» **Working data**:
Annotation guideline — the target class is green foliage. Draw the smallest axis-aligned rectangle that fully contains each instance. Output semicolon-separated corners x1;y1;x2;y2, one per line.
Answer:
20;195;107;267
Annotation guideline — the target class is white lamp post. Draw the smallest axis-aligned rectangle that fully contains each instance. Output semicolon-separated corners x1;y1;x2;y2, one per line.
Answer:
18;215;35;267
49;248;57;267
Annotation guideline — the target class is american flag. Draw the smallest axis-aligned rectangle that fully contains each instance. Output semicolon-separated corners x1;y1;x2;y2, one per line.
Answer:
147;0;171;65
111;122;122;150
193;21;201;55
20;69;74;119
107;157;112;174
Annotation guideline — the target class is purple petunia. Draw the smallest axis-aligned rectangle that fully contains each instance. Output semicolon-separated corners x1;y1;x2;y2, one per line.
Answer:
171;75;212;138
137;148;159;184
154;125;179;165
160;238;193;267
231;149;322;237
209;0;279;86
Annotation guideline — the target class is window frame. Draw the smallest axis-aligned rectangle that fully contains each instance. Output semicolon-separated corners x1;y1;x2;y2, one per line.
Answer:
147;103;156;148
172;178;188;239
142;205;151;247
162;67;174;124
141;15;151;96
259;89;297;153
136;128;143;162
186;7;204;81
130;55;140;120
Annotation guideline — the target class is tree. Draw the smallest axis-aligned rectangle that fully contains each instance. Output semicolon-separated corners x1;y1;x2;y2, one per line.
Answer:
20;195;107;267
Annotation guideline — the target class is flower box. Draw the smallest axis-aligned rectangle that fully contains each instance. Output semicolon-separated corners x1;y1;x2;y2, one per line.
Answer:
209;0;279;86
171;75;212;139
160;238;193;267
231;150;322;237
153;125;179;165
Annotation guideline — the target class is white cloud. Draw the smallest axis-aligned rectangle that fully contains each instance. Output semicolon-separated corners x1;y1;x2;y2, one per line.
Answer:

» **What you will do**: Print the listing above in its entirety, with every line exact.

» **Written response**:
Annotation guideline — the target class is green foliage. Draw the smallest axis-aligned rectangle that fully contains each instance. Output semicolon-separated corners x1;y1;x2;y2, one per line.
Answer:
20;195;107;267
Annotation guideline — the target class is white lamp post. Draw the smallest axis-aligned rectangle that fully contains each instance. Output semicolon-separated corners x1;y1;x2;y2, one per line.
Answer:
18;215;35;267
49;248;57;267
Annotation guideline — the target class is american flag. Draw the smallest axis-aligned rectangle that fully contains each instance. Output semicolon-separated corners x1;y1;x2;y2, one per line.
Answer:
147;0;171;65
111;122;122;150
193;21;201;55
20;69;74;119
107;157;112;174
Annotation guideline — the target class is purple petunia. Draw the smallest axis-aligned rectangle that fully contains each instance. Output semicolon-separated corners x1;y1;x2;y2, one per line.
Answer:
171;75;212;138
137;148;159;184
154;125;179;165
160;238;193;267
231;149;322;237
209;0;279;86
Annotation guideline — the target class is window frame. Draw the smallest axis-aligned rectangle that fully contains each instance. Output semicolon-separated corners x1;y1;x2;y2, one per line.
Answer:
147;103;156;148
172;178;188;239
142;205;151;247
162;67;174;124
141;15;151;96
259;89;297;153
136;128;143;162
186;7;204;81
130;55;140;120
Annotation guideline — the target class is tree. Draw the smallest axis-aligned rectangle that fully contains each instance. Output semicolon-separated corners x1;y1;x2;y2, one per line.
Answer:
20;195;107;267
Annotation guideline — the target class is flower box. Draw the smallest axis-aligned rectangle that fully contains each instance. Output semicolon-separated corners x1;y1;x2;y2, one per line.
Answer:
209;0;279;86
171;75;212;139
160;238;193;267
231;150;322;237
153;125;179;165
Annotation guideline — the target class is white cloud. Draw the smallest axis-aligned rectangle that fully contains each instance. Output semicolon-separated corners x1;y1;x2;y2, one per line.
Answer:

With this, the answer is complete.